Top of TEXT EXCERPT

1. Introduction
In this tutorial, we’ll learn about the meaning of an epoch in neural networks. Then we’ll investigate the relationship between neural network training convergence and the number of epochs. Finally, we’ll try to understand how we use early stopping to get better generalizing models.
2. Neural Networks
A neural network is a supervised machine learning algorithm. We can train neural networks to solve classification or regression problems. Yet, utilizing neural networks for a machine learning problem has its pros and cons.
Building a neural network model requires answering lots of architecture-oriented questions. Depending on the complexity of the problem and available data, we can train neural networks with different sizes and depths. Furthermore, we need to preprocess our input features, initialize the weights, add bias if needed, and choose appropriate activation functions.
3. Epoch in Neural Networks
An epoch means training the neural network with all the training data for one cycle. In an epoch, we use all of the data exactly once. A forward pass and a backward pass together are counted as one pass:
An epoch is made up of one or more batches, where we use a part of the dataset to train the neural network. We call passing through the training examples in a batch an iteration.
An epoch is sometimes mixed with an iteration. To clarify the concepts, let’s consider a simple example where we have 1000 data points as presented in the figure below:
If the batch size is 1000, we can complete an epoch with a single iteration. Similarly, if the batch size is 500, an epoch takes two iterations. So, if the batch size is 100, an epoch takes 10 iterations to complete. Simply, for each epoch, the required number of iterations times the batch size gives the number of data points.
We can use multiple epochs in training. In this case, the neural network is fed the same data more than once.
4. Neural Network Training Convergence
Deciding on the architecture of a neural network is a big step in model building. Still, we need to train the model and tune more hyperparameters on the way.

Bottom of TEXT EXCERPT
Top of EXTRACTED MATERIAL

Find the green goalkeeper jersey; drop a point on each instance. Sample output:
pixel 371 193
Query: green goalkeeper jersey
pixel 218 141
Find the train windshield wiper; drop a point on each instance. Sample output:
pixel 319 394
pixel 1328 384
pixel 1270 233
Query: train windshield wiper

Bottom of EXTRACTED MATERIAL

▶ _EXERCISE_
In the neural network epochs tutorial above, can you write out the passage between "2. Neural Networks" and "appropriate activation functions.", inclusive, word for word?

▶ _RESULT OF THE EXERCISE_
2. Neural Networks
A neural network is a supervised machine learning algorithm. We can train neural networks to solve classification or regression problems. Yet, utilizing neural networks for a machine learning problem has its pros and cons.
Building a neural network model requires answering lots of architecture-oriented questions. Depending on the complexity of the problem and available data, we can train neural networks with different sizes and depths. Furthermore, we need to preprocess our input features, initialize the weights, add bias if needed, and choose appropriate activation functions.